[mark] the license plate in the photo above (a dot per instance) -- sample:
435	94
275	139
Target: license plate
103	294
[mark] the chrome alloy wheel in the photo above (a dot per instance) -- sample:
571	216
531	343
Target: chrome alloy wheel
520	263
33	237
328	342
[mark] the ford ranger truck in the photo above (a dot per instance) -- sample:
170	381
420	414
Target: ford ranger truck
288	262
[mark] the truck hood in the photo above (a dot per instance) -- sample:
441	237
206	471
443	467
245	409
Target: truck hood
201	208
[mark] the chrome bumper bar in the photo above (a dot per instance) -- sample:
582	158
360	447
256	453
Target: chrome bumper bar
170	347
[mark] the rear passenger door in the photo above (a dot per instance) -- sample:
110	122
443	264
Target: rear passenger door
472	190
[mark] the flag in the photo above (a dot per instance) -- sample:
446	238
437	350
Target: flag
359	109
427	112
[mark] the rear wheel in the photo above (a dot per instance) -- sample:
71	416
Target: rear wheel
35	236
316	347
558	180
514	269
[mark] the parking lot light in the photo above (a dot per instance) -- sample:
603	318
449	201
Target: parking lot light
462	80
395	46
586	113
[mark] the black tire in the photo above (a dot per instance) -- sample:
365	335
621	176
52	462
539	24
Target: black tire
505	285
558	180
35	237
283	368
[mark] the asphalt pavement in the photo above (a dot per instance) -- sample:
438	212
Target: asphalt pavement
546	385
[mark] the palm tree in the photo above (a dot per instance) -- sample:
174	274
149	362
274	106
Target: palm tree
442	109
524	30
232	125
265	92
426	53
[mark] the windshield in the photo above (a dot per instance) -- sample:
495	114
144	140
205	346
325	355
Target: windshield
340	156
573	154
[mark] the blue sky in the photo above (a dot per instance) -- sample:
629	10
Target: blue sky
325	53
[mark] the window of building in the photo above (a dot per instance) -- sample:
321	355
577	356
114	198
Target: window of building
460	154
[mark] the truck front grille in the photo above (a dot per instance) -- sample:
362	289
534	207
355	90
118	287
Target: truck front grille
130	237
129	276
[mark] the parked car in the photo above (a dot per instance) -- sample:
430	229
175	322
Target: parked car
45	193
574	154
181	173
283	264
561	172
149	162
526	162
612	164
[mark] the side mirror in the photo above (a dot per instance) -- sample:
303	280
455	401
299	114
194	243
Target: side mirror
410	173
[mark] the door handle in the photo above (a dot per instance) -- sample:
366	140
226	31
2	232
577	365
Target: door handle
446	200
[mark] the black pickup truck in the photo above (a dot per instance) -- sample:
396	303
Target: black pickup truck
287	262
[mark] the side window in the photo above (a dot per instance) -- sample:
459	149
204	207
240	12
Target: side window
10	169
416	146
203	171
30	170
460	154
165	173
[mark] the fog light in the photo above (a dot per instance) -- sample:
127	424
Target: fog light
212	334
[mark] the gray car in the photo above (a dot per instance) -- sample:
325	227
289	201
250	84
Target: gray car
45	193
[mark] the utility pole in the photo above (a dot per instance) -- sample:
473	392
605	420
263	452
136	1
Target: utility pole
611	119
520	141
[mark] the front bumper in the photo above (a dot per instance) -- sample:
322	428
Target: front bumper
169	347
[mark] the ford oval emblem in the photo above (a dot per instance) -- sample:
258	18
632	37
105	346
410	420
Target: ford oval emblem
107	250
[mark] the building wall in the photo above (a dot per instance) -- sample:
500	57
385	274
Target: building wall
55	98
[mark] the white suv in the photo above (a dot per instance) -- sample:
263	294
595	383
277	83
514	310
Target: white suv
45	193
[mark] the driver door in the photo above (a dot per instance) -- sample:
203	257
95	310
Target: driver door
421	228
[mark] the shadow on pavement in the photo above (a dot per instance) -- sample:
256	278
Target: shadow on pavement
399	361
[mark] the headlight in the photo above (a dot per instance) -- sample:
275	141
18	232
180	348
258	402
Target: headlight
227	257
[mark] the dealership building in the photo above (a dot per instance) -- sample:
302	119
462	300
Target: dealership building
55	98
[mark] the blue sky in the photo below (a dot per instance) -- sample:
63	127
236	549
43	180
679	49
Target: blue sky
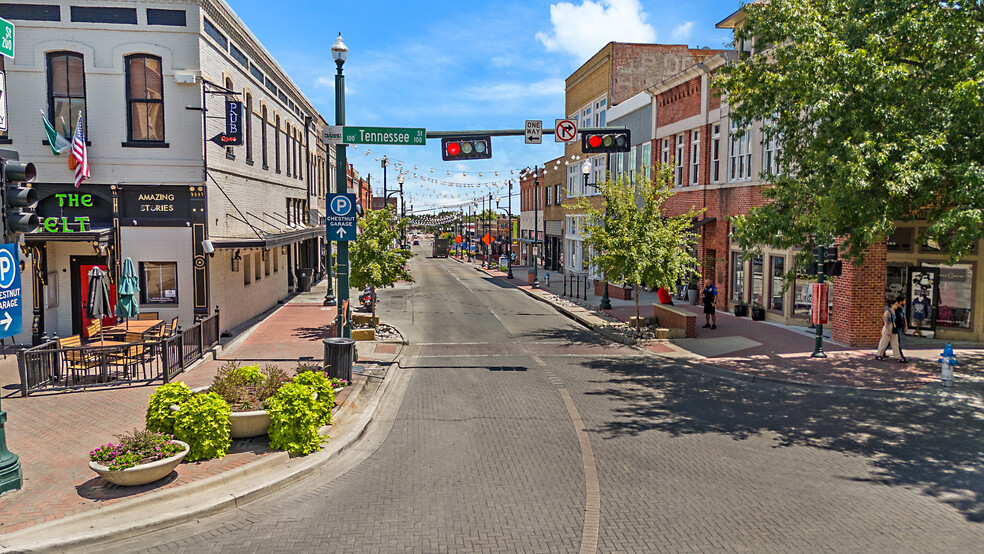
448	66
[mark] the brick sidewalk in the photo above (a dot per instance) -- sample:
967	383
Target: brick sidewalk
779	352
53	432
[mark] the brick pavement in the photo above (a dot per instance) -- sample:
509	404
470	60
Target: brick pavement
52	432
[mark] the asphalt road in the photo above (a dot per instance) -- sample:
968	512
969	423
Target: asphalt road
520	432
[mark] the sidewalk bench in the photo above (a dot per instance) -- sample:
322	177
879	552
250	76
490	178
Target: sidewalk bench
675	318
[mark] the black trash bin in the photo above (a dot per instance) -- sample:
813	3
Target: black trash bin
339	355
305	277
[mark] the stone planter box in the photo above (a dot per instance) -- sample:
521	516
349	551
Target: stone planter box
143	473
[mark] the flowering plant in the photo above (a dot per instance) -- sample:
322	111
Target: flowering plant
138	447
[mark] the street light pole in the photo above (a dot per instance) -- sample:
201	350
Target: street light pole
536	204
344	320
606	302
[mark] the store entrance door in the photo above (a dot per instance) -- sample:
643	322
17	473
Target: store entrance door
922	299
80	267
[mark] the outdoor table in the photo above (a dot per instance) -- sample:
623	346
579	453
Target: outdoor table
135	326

•••

■ PROMPT ■
Write every record out again exactly; no pictures belong in the copy.

■ THE COMPLETED TASK ■
[mark] the license plate in the photo above (a dot per instance) -- sample:
435	94
275	139
Target: license plate
103	294
[mark] the chrome alloy wheel in the photo above (a dot per instance) -- sample:
571	216
531	343
Target: chrome alloy wheel
520	263
33	237
328	342
[mark] the ford ranger truck in the photo above (a dot per instance) -- sample:
170	381
420	414
Target: ford ranger truck
288	262
[mark] the truck hood in the photo above (a dot per instance) -- sample:
441	237
206	471
443	467
245	409
Target: truck hood
201	208
[mark] the chrome bumper bar in the photo above (a dot per instance) -- sample:
582	158
360	447
256	453
Target: chrome bumper bar
170	347
[mark] the rear passenger door in the photo above (a dot per instance) -- sample:
110	122
443	264
Target: rear passenger door
472	190
[mark] the flag in the photo above (a dot per instance) -- sample:
446	238
437	350
Target: flag
359	109
427	112
[mark] the rear wheel in the photo above (a dot per instance) -- sample:
71	416
Target: rear wheel
35	236
316	347
558	180
514	269
[mark] the parking lot light in the photo above (a dot per instance) -- sample:
603	318
449	201
Target: parking lot light
462	80
395	46
586	113
[mark] the black tire in the photo above (a dot per instance) -- sample:
365	335
621	176
52	462
539	24
Target: black tire
505	285
558	180
35	237
283	368
[mark] the asphalt pavement in the photo above (a dot per instance) -- sample:
438	212
Target: asphalt pavement
546	385
[mark] the palm tree in the photo above (a dot per instance) -- sample:
174	274
149	362
274	106
Target: palm tree
442	109
524	30
232	125
265	92
426	53
[mark] the windshield in the photo above (a dot per instance) -- sample:
495	114
144	140
205	346
325	355
Target: windshield
340	156
573	154
[mark] the blue sky in the photo above (a dot per instance) -- sample:
629	10
Target: blue sky
325	53
[mark] the window of building in the photo above (a dot per instance) -- sample:
321	355
577	356
114	198
Target: window of building
460	154
[mark] the truck front grille in the photo above (a dot per instance) -- sample:
362	289
534	207
355	90
118	287
Target: truck front grille
130	237
129	276
[mark] the parked car in the photo above (a dot per instance) -- sample:
430	229
175	322
Target: parked car
45	193
574	154
181	173
283	264
561	172
149	162
526	162
612	164
[mark] the side mirror in the photo above (a dot per instance) -- sample:
303	280
455	401
299	114
194	243
Target: side mirror
410	173
[mark] the door handle in the photo above (a dot per instance) -- sample:
366	140
226	31
2	232
577	365
Target: door handle
446	200
[mark] the black pickup truck in the photo above (a dot per instance) -- sample:
396	303
Target: black pickup truck
287	262
[mark] the side window in the photo above (a dot per instance) -- sample:
459	149
204	207
240	12
Target: side window
10	169
416	146
203	171
30	170
460	154
165	173
[mark] the fog light in the photo above (a dot per instance) -- sample:
127	424
Target: fog light
212	334
[mark] the gray car in the photo above (a dot per instance) -- sample:
325	227
289	201
250	84
Target: gray car
45	193
[mark] the utility pole in the photo above (a dot per instance) -- sample:
473	392
605	420
263	452
136	1
Target: utility pole
611	119
520	141
[mark] the front bumper in the photo above (a dot per instance) -- sample:
322	428
Target: front bumper
169	347
[mark] the ford oval emblem in the photo above (a dot per instance) -- sample:
258	18
632	37
105	346
410	420
Target: ford oval emblem
107	250
[mark] the building wall in the photo above (a dot per instance) -- sample:
500	57
385	274
Target: building wall
55	98
[mark] the white suv in the photo above (a dot per instance) -- sample:
263	294
595	383
277	83
514	310
Target: white suv
45	193
[mark] the driver door in the photo above (a dot per instance) -- sample:
203	257
95	310
Target: driver door
421	228
[mark] the shadow on pavement in the photo above (a dot per instance) -- sample:
256	278
Target: shadow on pavement
399	361
[mark] the headlight in the photo above (a dot per instance) -- sample:
275	141
18	232
180	348
258	402
Target: headlight
227	257
[mark] the dealership building in the photo above (a dot per instance) -- sample:
302	119
462	300
Target: dealership building
55	98
[mark] the blue sky in the photo below (a dot per instance) -- sample:
63	127
236	549
43	180
679	49
Target: blue sky
448	66
[mark] the brick sidewalk in the photo above (a dot per instance) -- sample:
967	383
Target: brick sidewalk
779	352
53	432
[mark] the brick pavement in the photo above (a dot per instance) -- sample:
509	404
470	60
Target: brick pavement
52	432
[mark] the asphalt road in the photo above (a dot per instance) -- sample:
968	512
969	423
Target: asphalt road
520	432
[mark] the sidewalk bench in the photo above (a dot per instance) -- sample:
322	177
879	552
250	76
490	178
Target: sidewalk bench
675	318
[mark] the black trash bin in the photo above (a dot per instance) -- sample:
813	3
Target: black trash bin
339	355
305	277
[mark] the stone planter box in the photo above (a dot per instance) -- sample:
521	516
349	551
Target: stone planter box
143	473
[mark] the flowering plant in the photo above (a dot per instance) -- sample:
322	111
Target: flowering plant
138	447
[mark] the street light pole in the photo above (a dot per instance) -- sample:
201	350
Target: street light pole
536	204
344	320
606	302
[mark] the store entrance door in the photo above (a dot per instance) -- sample:
643	322
17	473
Target: store entrance door
922	299
80	267
[mark] the outdoor table in the photo above (a dot per instance) -- sample:
623	346
579	453
Target: outdoor table
135	326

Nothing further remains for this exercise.